● **Dataset extract**
►
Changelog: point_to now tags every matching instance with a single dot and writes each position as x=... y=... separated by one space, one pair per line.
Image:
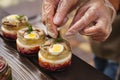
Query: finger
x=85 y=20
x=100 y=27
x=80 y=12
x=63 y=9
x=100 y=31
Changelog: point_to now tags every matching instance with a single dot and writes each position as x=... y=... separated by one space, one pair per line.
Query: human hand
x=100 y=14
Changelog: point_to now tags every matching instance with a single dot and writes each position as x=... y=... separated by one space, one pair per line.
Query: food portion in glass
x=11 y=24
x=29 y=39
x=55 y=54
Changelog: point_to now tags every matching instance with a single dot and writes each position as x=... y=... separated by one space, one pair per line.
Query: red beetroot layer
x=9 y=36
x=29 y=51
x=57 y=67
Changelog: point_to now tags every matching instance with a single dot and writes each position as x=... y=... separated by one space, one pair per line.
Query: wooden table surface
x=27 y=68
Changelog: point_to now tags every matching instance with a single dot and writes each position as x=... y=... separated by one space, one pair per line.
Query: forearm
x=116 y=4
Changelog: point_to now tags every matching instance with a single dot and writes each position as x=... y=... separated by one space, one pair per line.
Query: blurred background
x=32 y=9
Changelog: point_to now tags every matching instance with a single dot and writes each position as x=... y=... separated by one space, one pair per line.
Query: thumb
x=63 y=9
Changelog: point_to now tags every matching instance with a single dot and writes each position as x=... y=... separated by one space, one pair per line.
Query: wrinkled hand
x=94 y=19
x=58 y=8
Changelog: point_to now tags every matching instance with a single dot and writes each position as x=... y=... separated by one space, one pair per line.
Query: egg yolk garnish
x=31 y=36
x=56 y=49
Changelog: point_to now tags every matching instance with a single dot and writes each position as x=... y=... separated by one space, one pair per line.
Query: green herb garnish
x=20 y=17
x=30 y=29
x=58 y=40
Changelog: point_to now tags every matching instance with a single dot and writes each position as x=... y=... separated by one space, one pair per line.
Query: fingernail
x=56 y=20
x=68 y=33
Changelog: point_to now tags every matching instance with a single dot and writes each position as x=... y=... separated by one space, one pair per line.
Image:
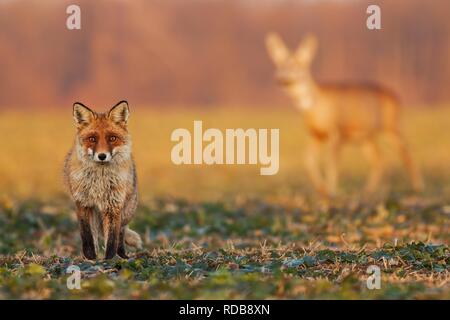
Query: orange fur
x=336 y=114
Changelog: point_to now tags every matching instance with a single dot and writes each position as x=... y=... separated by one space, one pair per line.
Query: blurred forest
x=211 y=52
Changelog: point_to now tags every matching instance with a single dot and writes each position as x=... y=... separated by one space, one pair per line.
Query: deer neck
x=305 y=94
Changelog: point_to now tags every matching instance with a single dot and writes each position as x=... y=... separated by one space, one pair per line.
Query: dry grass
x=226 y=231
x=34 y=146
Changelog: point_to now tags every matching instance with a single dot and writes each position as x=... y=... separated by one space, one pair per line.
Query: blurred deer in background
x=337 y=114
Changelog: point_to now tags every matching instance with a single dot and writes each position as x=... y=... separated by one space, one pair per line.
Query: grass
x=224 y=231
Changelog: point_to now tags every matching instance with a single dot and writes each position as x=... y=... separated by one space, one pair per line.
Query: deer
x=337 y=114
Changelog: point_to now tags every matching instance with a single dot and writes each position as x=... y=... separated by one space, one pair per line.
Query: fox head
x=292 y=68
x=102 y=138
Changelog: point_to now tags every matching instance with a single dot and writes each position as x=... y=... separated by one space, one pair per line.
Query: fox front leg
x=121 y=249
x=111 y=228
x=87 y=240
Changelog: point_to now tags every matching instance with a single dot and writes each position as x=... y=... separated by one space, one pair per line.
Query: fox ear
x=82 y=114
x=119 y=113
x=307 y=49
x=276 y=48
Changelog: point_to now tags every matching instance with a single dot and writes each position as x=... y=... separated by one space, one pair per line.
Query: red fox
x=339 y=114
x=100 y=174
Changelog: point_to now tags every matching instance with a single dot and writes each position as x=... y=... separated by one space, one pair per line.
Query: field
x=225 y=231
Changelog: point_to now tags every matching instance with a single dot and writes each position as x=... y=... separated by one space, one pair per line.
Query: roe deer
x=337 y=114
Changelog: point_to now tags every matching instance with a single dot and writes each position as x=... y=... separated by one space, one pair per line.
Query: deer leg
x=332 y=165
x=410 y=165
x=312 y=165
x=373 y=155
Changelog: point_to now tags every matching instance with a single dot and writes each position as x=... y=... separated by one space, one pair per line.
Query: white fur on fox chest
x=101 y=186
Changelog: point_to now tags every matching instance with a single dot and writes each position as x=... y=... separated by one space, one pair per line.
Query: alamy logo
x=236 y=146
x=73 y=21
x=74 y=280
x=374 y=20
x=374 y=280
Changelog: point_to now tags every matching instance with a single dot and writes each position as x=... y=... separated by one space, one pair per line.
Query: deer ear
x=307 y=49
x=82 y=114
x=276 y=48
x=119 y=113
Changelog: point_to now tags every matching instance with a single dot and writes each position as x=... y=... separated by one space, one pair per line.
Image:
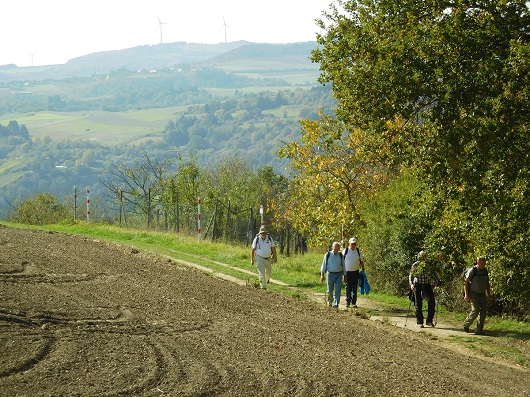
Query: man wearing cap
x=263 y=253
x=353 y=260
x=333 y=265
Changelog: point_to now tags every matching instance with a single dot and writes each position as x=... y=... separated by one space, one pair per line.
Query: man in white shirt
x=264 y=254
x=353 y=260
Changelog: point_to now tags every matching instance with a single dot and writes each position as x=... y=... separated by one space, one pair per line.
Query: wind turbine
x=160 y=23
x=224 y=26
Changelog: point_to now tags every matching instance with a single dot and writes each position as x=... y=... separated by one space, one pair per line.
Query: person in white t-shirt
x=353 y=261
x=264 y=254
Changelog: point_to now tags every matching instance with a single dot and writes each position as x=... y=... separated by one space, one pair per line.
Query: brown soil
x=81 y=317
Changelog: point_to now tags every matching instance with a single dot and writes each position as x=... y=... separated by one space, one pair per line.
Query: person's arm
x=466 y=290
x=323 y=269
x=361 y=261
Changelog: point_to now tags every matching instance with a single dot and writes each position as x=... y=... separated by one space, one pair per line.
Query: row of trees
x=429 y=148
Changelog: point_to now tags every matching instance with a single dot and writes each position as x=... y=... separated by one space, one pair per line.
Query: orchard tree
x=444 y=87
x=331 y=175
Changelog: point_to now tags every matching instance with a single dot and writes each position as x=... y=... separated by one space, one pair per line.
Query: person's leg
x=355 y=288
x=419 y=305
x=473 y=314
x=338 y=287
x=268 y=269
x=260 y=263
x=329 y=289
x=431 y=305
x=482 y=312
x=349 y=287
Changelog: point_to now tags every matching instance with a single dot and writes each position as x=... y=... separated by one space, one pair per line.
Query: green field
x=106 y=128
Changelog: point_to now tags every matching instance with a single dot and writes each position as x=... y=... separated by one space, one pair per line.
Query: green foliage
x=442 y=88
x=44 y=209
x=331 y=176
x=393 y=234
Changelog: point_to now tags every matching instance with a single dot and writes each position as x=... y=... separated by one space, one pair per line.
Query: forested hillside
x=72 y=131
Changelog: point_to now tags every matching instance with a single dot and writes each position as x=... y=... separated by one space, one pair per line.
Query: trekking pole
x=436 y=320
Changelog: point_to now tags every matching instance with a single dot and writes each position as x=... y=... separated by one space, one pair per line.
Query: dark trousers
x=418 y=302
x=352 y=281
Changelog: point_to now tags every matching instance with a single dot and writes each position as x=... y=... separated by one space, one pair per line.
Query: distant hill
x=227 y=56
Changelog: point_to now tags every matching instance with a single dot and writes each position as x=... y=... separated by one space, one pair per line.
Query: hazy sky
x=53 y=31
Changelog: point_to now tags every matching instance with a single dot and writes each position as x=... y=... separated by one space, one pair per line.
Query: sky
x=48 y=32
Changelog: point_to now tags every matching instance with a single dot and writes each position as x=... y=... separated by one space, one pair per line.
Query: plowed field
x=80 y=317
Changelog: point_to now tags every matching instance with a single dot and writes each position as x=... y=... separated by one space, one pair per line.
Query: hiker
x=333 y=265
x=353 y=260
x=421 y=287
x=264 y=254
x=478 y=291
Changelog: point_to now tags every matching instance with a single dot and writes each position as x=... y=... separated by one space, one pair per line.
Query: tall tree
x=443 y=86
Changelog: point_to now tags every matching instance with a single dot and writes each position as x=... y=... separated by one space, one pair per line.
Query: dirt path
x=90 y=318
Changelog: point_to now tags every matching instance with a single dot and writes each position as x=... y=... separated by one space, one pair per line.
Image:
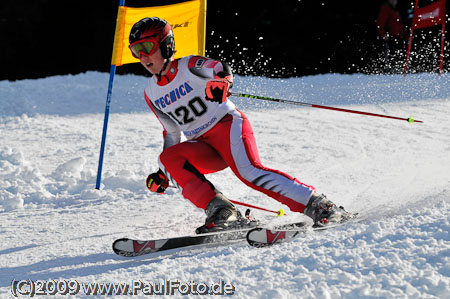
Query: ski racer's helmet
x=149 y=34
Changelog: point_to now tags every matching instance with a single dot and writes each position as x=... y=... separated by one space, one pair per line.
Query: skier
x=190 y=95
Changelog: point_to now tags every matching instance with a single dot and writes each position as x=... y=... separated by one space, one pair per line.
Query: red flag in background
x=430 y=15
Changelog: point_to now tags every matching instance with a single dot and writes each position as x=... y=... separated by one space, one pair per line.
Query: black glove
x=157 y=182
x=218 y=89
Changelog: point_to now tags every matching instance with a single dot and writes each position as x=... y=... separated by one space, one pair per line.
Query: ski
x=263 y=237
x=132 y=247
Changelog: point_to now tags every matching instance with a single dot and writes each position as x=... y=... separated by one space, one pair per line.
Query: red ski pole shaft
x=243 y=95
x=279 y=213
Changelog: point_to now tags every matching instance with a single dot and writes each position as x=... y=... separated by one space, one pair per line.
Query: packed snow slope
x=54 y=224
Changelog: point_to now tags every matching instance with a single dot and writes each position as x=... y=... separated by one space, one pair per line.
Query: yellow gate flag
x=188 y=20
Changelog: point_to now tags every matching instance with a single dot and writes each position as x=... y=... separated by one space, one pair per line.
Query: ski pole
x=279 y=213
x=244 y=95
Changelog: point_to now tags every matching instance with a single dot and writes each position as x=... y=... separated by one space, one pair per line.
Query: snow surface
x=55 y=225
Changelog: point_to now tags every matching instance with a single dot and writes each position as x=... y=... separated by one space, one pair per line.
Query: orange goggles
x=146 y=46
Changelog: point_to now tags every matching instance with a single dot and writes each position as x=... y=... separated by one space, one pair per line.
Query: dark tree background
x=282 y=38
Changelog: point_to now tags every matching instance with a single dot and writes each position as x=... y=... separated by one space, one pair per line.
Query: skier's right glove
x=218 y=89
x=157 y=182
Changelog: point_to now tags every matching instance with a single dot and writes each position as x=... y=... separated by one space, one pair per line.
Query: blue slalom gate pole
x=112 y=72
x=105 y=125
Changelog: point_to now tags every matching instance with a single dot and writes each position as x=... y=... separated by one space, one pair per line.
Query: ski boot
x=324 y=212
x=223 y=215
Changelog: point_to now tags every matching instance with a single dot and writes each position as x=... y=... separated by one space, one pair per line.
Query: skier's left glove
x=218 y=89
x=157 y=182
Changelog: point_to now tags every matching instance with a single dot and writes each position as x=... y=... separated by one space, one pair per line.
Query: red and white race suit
◄
● **Problem to solve**
Please state how many lines contain the string "hand", treating uppercase and lowercase as different, and reply with only that number.

● **Exercise output**
2